PROBLEM TO WORK ON
Rename "even-odd" to "nonzero" everywhere in the entries below, and write all the lines out again with nothing else altered. Leave the pictures out.

[START PROVIDED RECORDS]

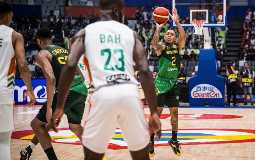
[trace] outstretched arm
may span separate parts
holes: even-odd
[[[51,119],[51,126],[55,132],[57,132],[56,127],[58,125],[63,114],[64,104],[74,80],[77,62],[85,52],[85,30],[82,29],[74,37],[74,42],[72,44],[68,54],[67,63],[61,70],[59,81],[59,86],[61,87],[59,88],[56,108]]]
[[[177,8],[175,8],[172,11],[172,15],[170,13],[169,13],[171,18],[175,23],[175,24],[177,25],[177,27],[178,28],[178,31],[179,33],[179,37],[178,40],[178,47],[181,50],[184,47],[184,45],[186,42],[186,33],[184,30],[182,26],[181,26],[178,20],[178,13],[177,11]]]
[[[168,20],[167,20],[168,21]],[[152,47],[157,51],[157,56],[159,56],[162,54],[162,51],[165,48],[165,45],[162,42],[158,42],[159,41],[159,34],[161,30],[161,28],[167,22],[166,21],[164,23],[159,24],[155,21],[156,25],[156,30],[155,32],[154,36],[152,40]]]
[[[134,32],[134,34],[135,42],[134,51],[134,61],[139,73],[141,86],[148,99],[151,113],[149,122],[151,130],[150,131],[150,134],[151,134],[151,131],[154,132],[159,139],[161,135],[161,123],[157,114],[156,98],[153,76],[148,68],[147,54],[142,42],[136,32]]]
[[[41,50],[36,56],[36,60],[37,64],[42,68],[46,79],[47,103],[46,117],[47,122],[49,123],[53,113],[51,105],[56,84],[56,78],[49,61],[50,55],[51,54],[48,51]]]
[[[71,38],[70,38],[69,41],[69,43],[68,43],[68,45],[69,45],[69,50],[70,51],[71,50],[71,46],[72,45],[72,43],[74,42],[74,38],[73,38],[73,37]],[[78,74],[80,74],[81,75],[81,76],[82,77],[82,78],[84,80],[84,75],[82,74],[82,72],[81,71],[81,70],[80,70],[79,69],[79,68],[78,67],[78,66],[77,67],[77,68],[75,70],[75,72],[77,73]]]
[[[20,71],[20,75],[27,88],[27,91],[24,93],[23,99],[25,100],[27,96],[28,96],[30,98],[30,102],[27,104],[30,107],[35,103],[36,100],[35,95],[34,95],[33,87],[31,83],[30,71],[27,64],[24,48],[24,39],[22,35],[15,31],[13,32],[11,38],[13,48],[15,51],[14,54],[18,64],[18,70]],[[15,69],[14,68],[14,69]]]

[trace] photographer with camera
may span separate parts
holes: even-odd
[[[226,74],[228,80],[227,81],[227,94],[228,94],[228,104],[226,106],[230,106],[230,98],[231,96],[231,91],[233,95],[233,106],[237,106],[236,104],[236,92],[238,82],[238,71],[235,70],[236,62],[232,61],[226,63]]]
[[[243,93],[245,95],[245,102],[244,105],[247,105],[247,93],[250,96],[251,105],[253,105],[252,100],[252,88],[254,88],[254,79],[251,69],[249,68],[247,62],[245,62],[243,64],[245,69],[240,73],[240,87],[243,89]]]

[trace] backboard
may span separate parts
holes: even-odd
[[[226,0],[173,0],[172,7],[177,8],[183,28],[193,27],[191,21],[195,20],[205,21],[204,27],[227,26]],[[173,21],[172,27],[177,27]]]

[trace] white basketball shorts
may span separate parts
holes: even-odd
[[[145,148],[150,141],[148,126],[138,86],[122,84],[105,86],[92,94],[84,132],[84,146],[99,154],[105,152],[115,134],[121,129],[131,151]]]
[[[13,103],[0,104],[0,132],[14,129]]]

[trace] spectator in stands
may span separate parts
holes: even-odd
[[[191,54],[189,56],[189,60],[191,61],[197,61],[198,60],[198,56],[194,53],[193,51],[191,51]]]
[[[220,52],[220,50],[219,49],[217,49],[217,57],[218,61],[222,60],[222,55]]]
[[[243,64],[244,70],[240,72],[240,87],[243,88],[245,95],[244,105],[247,105],[247,93],[250,96],[251,105],[253,105],[252,100],[252,88],[254,88],[254,78],[252,71],[249,68],[249,65],[246,62]]]
[[[194,44],[193,44],[193,45],[196,45],[198,46],[197,48],[198,48],[198,47],[200,46],[201,44],[201,40],[198,37],[198,36],[197,35],[195,35],[195,38],[194,39]],[[195,51],[194,51],[194,52],[195,52]],[[195,53],[196,53],[195,52]],[[197,54],[197,53],[196,53]]]
[[[254,48],[254,49],[255,49],[255,35],[252,34],[251,35],[251,39],[250,40],[250,44],[251,45],[253,45],[254,47],[253,48]]]
[[[75,35],[75,34],[77,32],[77,30],[75,29],[75,27],[74,25],[72,27],[72,29],[70,30],[70,34],[71,35],[71,37],[73,37]]]
[[[150,12],[148,13],[148,20],[149,21],[149,22],[151,22],[151,21],[154,21],[154,20],[153,19],[153,13],[154,12],[154,10],[155,10],[155,8],[152,7],[151,8],[151,11]],[[151,25],[152,25],[152,24]]]
[[[142,17],[142,13],[141,12],[141,7],[139,7],[138,8],[138,10],[136,11],[136,13],[135,14],[135,17],[136,17],[136,19],[140,22]]]
[[[142,16],[144,21],[148,21],[148,8],[145,7],[144,9],[144,11],[142,13]]]
[[[181,49],[181,55],[184,55],[184,53],[185,51],[187,52],[188,54],[190,54],[190,50],[188,48],[187,45],[185,45],[184,47]]]
[[[200,51],[198,49],[198,46],[194,45],[193,45],[193,48],[191,49],[191,50],[190,50],[190,52],[191,53],[192,53],[192,51],[193,51],[194,53],[195,53],[196,55],[198,55],[199,54],[199,52],[200,52]]]
[[[68,50],[69,49],[69,41],[71,38],[70,34],[68,34],[67,38],[65,42],[65,49]]]
[[[236,92],[238,82],[238,71],[236,69],[236,62],[232,61],[232,64],[228,64],[226,66],[226,75],[227,75],[227,94],[228,95],[228,102],[226,106],[230,106],[230,98],[231,92],[233,96],[233,102],[234,106],[237,106],[236,104]]]
[[[155,2],[155,6],[154,6],[154,7],[155,7],[155,9],[159,7],[158,4],[157,3],[157,2],[156,1]]]
[[[184,52],[184,54],[181,55],[181,60],[183,62],[189,61],[189,56],[188,55],[188,52],[186,51],[185,51]]]
[[[193,77],[195,75],[196,75],[196,74],[195,72],[193,72],[191,73],[191,77]]]
[[[152,75],[153,76],[153,78],[154,78],[154,79],[155,79],[157,76],[158,76],[157,75],[157,71],[153,71],[152,72]]]
[[[184,69],[184,65],[181,64],[181,69],[179,70],[179,75],[177,78],[177,81],[179,82],[179,85],[185,85],[186,82],[186,77],[187,74],[186,71]]]
[[[154,48],[152,48],[152,52],[149,56],[149,60],[150,61],[157,61],[158,58],[157,57],[156,52]]]
[[[81,15],[79,16],[79,17],[78,18],[78,21],[81,23],[82,23],[82,20],[84,19],[84,17],[82,15]]]
[[[219,36],[222,37],[222,41],[223,44],[225,44],[226,42],[226,31],[225,30],[225,28],[221,28],[220,31],[219,31]]]
[[[252,12],[250,7],[248,7],[247,11],[245,13],[245,20],[248,22],[250,22],[252,21]]]
[[[48,16],[47,18],[48,26],[51,30],[53,30],[54,28],[55,24],[56,24],[56,16],[53,14],[54,11],[51,10],[50,11],[50,15]],[[53,31],[52,31],[53,32]]]
[[[35,64],[35,61],[32,58],[31,54],[29,53],[26,59],[27,64],[28,65],[34,65]]]
[[[99,15],[98,15],[98,14],[97,14],[95,15],[95,21],[98,21],[100,20],[100,17],[99,17]]]
[[[248,61],[249,55],[246,52],[246,49],[243,48],[243,52],[240,55],[239,59],[241,61]]]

[END PROVIDED RECORDS]

THE REPLY
[trace] outstretched arm
may span separate parts
holes: nonzero
[[[51,119],[51,126],[55,132],[57,132],[56,127],[58,125],[63,114],[64,104],[74,80],[77,62],[85,52],[85,30],[82,29],[74,37],[74,42],[72,44],[68,54],[67,63],[61,70],[59,81],[59,86],[61,87],[59,88],[56,108]]]
[[[177,8],[175,8],[172,11],[172,15],[170,13],[169,13],[171,18],[175,23],[175,24],[177,25],[177,27],[178,28],[178,31],[179,33],[179,37],[178,40],[178,47],[181,50],[184,47],[184,45],[186,42],[186,33],[184,30],[182,26],[181,26],[178,20],[178,13],[177,11]]]
[[[168,20],[167,20],[168,21]],[[152,47],[157,51],[157,56],[159,56],[162,54],[162,51],[165,48],[165,45],[162,42],[158,42],[159,41],[159,34],[161,30],[161,28],[167,22],[166,21],[164,23],[159,24],[155,21],[156,25],[156,30],[155,32],[154,36],[152,40]]]
[[[134,32],[134,34],[135,42],[134,51],[134,61],[139,73],[141,86],[148,99],[151,113],[149,122],[151,130],[150,131],[150,134],[151,134],[151,131],[154,132],[159,139],[161,135],[161,123],[157,114],[156,98],[153,76],[148,68],[147,54],[142,42],[136,32]]]
[[[41,50],[36,56],[36,60],[37,64],[42,68],[46,79],[47,103],[46,117],[47,122],[49,123],[53,113],[51,105],[56,84],[56,78],[49,61],[50,55],[51,54],[48,51]]]
[[[71,38],[70,38],[69,41],[69,43],[68,43],[68,45],[69,45],[69,50],[70,51],[71,50],[71,46],[72,45],[72,43],[74,42],[74,38],[73,38],[73,37]],[[78,74],[80,74],[81,75],[81,76],[82,77],[82,78],[84,80],[84,75],[82,74],[82,72],[81,71],[81,70],[80,70],[79,69],[79,68],[78,67],[78,66],[77,67],[77,68],[75,70],[75,72],[77,73]]]
[[[20,71],[20,75],[27,88],[27,91],[24,93],[23,99],[25,100],[27,96],[28,96],[30,98],[30,102],[27,104],[30,107],[35,103],[36,100],[35,95],[34,95],[33,87],[31,83],[30,71],[27,64],[24,48],[24,39],[22,35],[15,31],[13,32],[11,38],[13,48],[15,51],[14,54],[18,64],[18,70]],[[15,69],[14,68],[14,69]]]

[trace] photographer with camera
may span separate parts
holes: nonzero
[[[226,74],[228,80],[227,81],[227,94],[228,94],[228,104],[226,106],[230,106],[230,98],[231,96],[231,91],[233,95],[233,106],[237,106],[236,104],[236,92],[238,82],[238,71],[235,70],[236,62],[232,61],[226,63]]]
[[[243,93],[245,95],[245,102],[244,105],[247,105],[247,93],[250,96],[251,105],[253,105],[252,100],[252,88],[254,88],[254,79],[251,69],[249,68],[247,62],[245,62],[243,64],[245,69],[240,73],[240,87],[243,89]]]

[trace] backboard
may span separate parts
holes: nonzero
[[[226,0],[173,0],[172,7],[177,8],[183,28],[193,27],[191,21],[195,20],[205,21],[204,27],[227,26]],[[173,21],[172,27],[177,27]]]

[trace] white basketball shorts
may span separate parts
holes: nonzero
[[[145,148],[150,141],[148,126],[138,86],[122,84],[105,86],[92,94],[84,132],[84,146],[99,154],[105,152],[115,134],[121,129],[131,151]]]
[[[13,103],[0,104],[0,132],[14,129]]]

[trace] spectator in stands
may span separate parts
holes: nonzero
[[[191,54],[189,56],[189,60],[191,61],[197,61],[198,60],[198,56],[194,53],[193,51],[191,51]]]
[[[220,52],[220,50],[219,49],[217,49],[217,57],[218,61],[222,60],[222,55]]]
[[[243,64],[244,70],[240,72],[240,87],[243,88],[245,95],[244,105],[247,105],[247,93],[250,96],[251,105],[253,105],[252,100],[252,88],[254,88],[254,78],[252,71],[249,68],[249,65],[246,62]]]
[[[194,44],[193,44],[193,45],[196,45],[198,46],[197,48],[198,48],[198,47],[200,46],[201,44],[201,40],[198,37],[198,36],[197,35],[195,35],[195,38],[194,39]],[[195,51],[194,51],[194,52],[195,52]],[[195,53],[196,53],[195,52]],[[197,54],[197,53],[196,53]]]
[[[254,48],[254,49],[255,49],[255,35],[252,34],[251,35],[251,39],[250,40],[250,44],[251,45],[253,45],[254,47],[253,48]]]
[[[75,35],[75,34],[77,32],[77,30],[75,29],[75,27],[74,25],[72,27],[72,29],[70,30],[70,34],[71,35],[71,37],[73,37]]]
[[[150,12],[148,13],[148,20],[149,21],[149,22],[151,22],[151,21],[154,21],[154,20],[153,19],[153,13],[154,12],[154,10],[155,10],[155,8],[152,7],[151,8],[151,11]],[[151,25],[152,25],[152,24]]]
[[[142,17],[142,13],[141,12],[141,7],[139,7],[138,8],[138,10],[136,11],[136,13],[135,14],[135,17],[136,17],[136,19],[140,22]]]
[[[142,16],[144,21],[148,21],[148,8],[145,7],[144,9],[144,11],[142,13]]]
[[[181,49],[181,55],[184,55],[184,53],[185,51],[187,52],[188,54],[190,54],[190,50],[188,48],[187,45],[185,45],[184,47]]]
[[[200,51],[198,49],[198,46],[194,45],[193,45],[193,48],[191,49],[191,50],[190,50],[190,52],[191,53],[192,53],[192,51],[193,51],[194,53],[195,53],[196,55],[198,55],[199,54],[199,52],[200,52]]]
[[[68,50],[69,49],[69,41],[71,38],[70,34],[68,34],[67,38],[65,42],[65,49]]]
[[[236,92],[238,82],[238,71],[236,69],[236,62],[232,61],[232,64],[228,64],[226,66],[226,75],[227,75],[227,94],[228,95],[228,102],[226,106],[230,106],[230,98],[231,92],[233,96],[233,102],[234,106],[237,106],[236,104]]]
[[[155,2],[155,6],[154,6],[154,7],[155,7],[155,9],[159,7],[158,4],[157,3],[157,2],[156,1]]]
[[[184,52],[184,54],[181,55],[181,60],[183,62],[189,61],[189,56],[188,55],[188,52],[186,51],[185,51]]]
[[[193,77],[195,75],[196,75],[196,74],[195,72],[193,72],[191,73],[191,77]]]
[[[152,75],[153,76],[153,78],[154,78],[154,79],[155,79],[157,76],[158,76],[157,75],[157,71],[153,71],[152,72]]]
[[[184,69],[184,65],[181,64],[181,69],[179,70],[179,75],[177,78],[177,81],[179,82],[179,85],[185,85],[186,82],[186,77],[187,74],[186,71]]]
[[[154,48],[152,48],[152,52],[149,56],[149,60],[150,61],[157,61],[158,58],[157,57],[156,52]]]
[[[81,15],[79,16],[79,17],[78,18],[78,21],[81,23],[82,23],[82,20],[84,19],[84,17],[82,15]]]
[[[219,36],[222,37],[222,41],[223,44],[225,44],[226,42],[226,31],[225,30],[225,28],[221,28],[220,31],[219,31]]]
[[[252,12],[250,7],[248,7],[247,11],[245,13],[245,20],[248,22],[250,22],[252,21]]]
[[[48,16],[47,18],[48,26],[51,30],[53,30],[54,28],[55,24],[56,24],[56,16],[53,14],[54,11],[51,10],[50,11],[50,15]],[[53,31],[52,31],[53,32]]]
[[[35,64],[35,61],[32,58],[31,54],[29,53],[26,59],[27,64],[28,65],[34,65]]]
[[[99,15],[98,15],[98,14],[97,14],[95,15],[95,21],[98,21],[100,20],[100,17],[99,17]]]
[[[248,61],[249,55],[246,52],[246,49],[243,48],[243,52],[240,55],[239,59],[241,61]]]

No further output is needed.